Region labeling records

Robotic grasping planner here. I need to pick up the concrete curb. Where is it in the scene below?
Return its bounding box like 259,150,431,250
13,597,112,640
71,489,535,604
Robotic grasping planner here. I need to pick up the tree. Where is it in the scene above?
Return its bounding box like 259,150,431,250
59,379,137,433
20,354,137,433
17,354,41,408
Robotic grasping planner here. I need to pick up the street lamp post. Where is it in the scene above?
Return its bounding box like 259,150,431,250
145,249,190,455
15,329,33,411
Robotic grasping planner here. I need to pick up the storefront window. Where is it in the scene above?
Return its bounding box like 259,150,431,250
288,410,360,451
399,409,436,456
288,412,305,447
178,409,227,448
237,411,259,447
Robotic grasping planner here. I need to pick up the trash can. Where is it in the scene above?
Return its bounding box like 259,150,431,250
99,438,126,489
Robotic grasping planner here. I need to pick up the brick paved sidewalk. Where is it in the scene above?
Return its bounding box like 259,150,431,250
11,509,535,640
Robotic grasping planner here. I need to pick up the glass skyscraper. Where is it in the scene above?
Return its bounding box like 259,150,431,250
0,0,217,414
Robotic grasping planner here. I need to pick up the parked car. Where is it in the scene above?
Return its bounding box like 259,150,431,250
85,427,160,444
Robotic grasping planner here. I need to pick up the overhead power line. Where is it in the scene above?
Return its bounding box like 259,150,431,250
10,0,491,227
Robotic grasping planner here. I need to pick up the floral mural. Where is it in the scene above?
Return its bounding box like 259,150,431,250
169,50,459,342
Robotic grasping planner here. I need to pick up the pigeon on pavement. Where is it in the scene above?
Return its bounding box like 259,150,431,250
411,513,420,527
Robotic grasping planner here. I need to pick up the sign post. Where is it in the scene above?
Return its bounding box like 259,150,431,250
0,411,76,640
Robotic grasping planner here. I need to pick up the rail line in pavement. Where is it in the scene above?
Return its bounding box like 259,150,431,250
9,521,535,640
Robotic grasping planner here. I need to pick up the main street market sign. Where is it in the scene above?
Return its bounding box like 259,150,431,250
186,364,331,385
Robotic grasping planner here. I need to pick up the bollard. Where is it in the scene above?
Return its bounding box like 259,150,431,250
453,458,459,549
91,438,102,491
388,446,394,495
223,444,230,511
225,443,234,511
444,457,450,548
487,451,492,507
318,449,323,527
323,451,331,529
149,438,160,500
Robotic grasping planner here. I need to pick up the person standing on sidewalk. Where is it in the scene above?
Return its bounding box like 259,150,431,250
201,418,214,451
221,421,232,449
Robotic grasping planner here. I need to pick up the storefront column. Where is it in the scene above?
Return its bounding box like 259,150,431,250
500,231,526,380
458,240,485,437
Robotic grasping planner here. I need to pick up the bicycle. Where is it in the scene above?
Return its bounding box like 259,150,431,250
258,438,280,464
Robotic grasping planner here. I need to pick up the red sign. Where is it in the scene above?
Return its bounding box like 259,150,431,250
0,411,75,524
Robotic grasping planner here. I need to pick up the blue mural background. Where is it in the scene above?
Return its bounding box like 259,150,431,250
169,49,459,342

Task details » Copy the lines above word for word, beginning with the line that contains "Robotic grasping planner here. I need to pick up the trash" and ending with the line that contains "85,427,160,444".

Completed task »
Robotic grasping planner here. I need to pick up the trash can. Where is it in the scene above?
Return its bounding box like 259,150,431,250
99,438,126,489
Robotic grasping planner here. I need to pick up the brick paved sidewalk. Where is it in the scene above?
Return its bounding box like 259,150,431,250
11,509,535,640
Robotic grasping planner here. I need to pick up the glass skyscraper. Where is it in the scene above?
Return its bounding box like 259,150,431,250
0,0,217,414
Robotic grasping planner here. I need to pick up the parked car. Where is it in the scene above?
Return its bounding box like 259,150,431,250
85,427,160,444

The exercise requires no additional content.